(Lines of data)
■ ■ ■ ■ ■
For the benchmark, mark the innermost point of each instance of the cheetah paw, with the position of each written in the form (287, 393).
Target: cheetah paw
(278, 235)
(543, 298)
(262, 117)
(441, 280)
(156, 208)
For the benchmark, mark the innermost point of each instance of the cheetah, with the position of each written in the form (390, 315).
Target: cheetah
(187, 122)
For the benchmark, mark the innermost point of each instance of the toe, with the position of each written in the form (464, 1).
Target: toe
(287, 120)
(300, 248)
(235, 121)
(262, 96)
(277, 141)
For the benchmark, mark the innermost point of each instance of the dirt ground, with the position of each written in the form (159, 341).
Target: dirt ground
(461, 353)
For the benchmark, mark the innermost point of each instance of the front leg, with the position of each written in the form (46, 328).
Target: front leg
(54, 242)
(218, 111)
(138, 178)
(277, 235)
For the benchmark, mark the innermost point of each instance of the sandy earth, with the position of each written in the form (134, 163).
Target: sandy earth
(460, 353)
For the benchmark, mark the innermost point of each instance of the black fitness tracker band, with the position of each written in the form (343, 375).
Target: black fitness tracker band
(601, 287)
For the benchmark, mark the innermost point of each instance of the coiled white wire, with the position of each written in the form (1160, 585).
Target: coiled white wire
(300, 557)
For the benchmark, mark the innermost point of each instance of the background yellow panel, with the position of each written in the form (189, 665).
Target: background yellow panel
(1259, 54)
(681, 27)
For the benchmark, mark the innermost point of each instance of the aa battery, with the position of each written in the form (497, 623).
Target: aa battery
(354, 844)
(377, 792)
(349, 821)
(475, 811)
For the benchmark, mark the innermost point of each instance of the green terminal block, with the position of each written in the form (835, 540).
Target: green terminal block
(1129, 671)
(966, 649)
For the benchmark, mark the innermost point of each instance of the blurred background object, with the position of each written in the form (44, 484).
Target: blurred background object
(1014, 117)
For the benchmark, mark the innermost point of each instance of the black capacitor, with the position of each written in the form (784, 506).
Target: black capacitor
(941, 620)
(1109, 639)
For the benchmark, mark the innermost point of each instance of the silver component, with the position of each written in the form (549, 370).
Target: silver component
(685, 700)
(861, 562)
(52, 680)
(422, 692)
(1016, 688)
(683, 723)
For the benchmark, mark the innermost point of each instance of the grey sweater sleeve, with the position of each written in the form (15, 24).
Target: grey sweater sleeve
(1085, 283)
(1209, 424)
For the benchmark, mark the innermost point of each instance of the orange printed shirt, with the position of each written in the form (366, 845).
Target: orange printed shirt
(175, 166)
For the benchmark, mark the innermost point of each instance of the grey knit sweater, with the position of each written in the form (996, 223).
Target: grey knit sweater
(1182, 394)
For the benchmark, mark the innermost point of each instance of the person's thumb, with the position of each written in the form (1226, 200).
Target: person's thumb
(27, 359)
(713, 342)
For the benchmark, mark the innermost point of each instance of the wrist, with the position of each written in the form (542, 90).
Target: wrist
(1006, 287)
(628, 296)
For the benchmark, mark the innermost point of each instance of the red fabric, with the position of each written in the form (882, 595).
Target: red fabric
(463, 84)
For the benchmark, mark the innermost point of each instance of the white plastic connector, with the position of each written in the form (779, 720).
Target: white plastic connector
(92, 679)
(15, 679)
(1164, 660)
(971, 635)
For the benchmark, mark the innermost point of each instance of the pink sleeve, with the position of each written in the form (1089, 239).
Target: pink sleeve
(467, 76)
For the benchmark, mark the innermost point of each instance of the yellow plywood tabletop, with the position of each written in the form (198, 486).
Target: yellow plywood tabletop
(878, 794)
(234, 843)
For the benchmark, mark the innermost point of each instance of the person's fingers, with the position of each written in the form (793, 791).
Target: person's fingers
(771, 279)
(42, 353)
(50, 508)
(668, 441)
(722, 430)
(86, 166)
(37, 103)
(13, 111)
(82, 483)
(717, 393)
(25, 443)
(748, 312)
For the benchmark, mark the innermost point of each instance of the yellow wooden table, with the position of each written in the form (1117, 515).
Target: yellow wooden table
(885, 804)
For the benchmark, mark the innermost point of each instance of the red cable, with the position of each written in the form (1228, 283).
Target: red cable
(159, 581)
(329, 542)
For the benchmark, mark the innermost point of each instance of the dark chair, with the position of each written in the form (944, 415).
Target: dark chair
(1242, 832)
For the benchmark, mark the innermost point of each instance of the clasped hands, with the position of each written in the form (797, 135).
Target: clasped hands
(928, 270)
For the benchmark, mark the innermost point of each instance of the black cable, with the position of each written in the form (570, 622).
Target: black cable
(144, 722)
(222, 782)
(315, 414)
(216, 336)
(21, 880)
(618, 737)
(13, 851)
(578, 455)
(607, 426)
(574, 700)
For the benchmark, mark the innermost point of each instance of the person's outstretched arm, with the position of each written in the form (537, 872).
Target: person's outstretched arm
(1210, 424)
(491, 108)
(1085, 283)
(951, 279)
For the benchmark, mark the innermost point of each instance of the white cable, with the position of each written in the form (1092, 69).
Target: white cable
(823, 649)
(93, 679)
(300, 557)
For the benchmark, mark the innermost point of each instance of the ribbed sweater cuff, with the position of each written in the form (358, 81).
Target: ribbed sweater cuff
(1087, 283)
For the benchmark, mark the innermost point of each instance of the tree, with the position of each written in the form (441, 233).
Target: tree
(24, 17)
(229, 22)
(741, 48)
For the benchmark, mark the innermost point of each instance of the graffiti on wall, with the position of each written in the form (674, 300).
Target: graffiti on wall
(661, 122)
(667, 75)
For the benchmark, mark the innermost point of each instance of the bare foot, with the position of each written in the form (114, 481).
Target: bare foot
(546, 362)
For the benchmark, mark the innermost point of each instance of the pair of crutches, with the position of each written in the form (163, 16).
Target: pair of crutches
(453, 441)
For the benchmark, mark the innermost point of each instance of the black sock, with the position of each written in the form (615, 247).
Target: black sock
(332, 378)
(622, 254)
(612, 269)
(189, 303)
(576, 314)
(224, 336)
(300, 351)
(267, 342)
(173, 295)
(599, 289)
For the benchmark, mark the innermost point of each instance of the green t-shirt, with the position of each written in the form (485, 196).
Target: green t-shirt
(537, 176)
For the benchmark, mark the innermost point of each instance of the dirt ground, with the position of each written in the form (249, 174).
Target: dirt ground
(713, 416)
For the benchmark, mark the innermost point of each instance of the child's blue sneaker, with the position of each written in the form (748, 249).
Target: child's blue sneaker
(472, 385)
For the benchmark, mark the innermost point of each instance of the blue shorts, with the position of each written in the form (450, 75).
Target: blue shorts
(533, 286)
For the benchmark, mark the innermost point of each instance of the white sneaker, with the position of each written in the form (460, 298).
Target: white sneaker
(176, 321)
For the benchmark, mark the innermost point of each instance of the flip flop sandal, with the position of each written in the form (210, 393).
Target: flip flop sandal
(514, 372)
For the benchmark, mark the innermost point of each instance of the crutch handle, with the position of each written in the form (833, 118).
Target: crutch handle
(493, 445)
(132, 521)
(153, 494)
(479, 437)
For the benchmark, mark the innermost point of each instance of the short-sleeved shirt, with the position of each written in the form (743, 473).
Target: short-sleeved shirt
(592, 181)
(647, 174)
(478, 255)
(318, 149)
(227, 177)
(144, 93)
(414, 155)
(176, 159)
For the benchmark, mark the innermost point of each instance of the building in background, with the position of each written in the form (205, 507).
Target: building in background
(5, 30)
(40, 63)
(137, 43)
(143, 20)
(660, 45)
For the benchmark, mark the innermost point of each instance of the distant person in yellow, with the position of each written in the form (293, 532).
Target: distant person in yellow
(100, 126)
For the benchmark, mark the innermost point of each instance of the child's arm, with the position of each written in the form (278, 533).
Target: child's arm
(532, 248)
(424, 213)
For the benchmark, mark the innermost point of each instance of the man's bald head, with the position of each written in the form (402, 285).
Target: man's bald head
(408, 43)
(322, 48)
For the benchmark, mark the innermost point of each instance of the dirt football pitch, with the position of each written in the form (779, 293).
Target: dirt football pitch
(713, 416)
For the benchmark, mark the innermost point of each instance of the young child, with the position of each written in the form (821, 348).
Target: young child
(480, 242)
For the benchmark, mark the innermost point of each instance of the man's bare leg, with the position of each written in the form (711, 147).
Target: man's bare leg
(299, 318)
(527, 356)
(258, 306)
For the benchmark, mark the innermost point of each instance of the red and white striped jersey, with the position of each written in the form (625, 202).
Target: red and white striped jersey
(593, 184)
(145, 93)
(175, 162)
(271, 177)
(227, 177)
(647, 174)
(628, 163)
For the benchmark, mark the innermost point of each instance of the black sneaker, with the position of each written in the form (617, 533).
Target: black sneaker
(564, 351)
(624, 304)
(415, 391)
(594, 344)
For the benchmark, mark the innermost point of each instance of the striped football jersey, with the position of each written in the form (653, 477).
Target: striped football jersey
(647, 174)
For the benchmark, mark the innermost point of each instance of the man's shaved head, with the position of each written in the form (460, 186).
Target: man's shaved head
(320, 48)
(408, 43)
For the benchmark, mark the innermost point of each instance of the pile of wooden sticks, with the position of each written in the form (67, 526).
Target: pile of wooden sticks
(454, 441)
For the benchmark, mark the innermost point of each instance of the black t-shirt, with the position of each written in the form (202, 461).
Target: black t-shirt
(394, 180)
■ ■ ■ ■ ■
* _WORK TO COMPLETE_
Set down, word for word, only the lines running from the line with "form (460, 186)." to the last line of the listing above. Both of those lines belong in your answer.

* _RESULT OF THIS TASK_
For the benchmark, mark the innermost point of each instance of the man's shaved head, with the position of each written in the form (460, 186).
Target: man's shaved head
(320, 48)
(408, 43)
For the benchmark, mark the innermost point of each instance of the pile of wooden sticks, with the position of each written in the form (67, 526).
Target: pile of wooden sticks
(454, 441)
For the benchmark, mark the innermost point of each instance of the black t-shirt, with the position of each written in the form (202, 461).
Target: black t-shirt
(394, 180)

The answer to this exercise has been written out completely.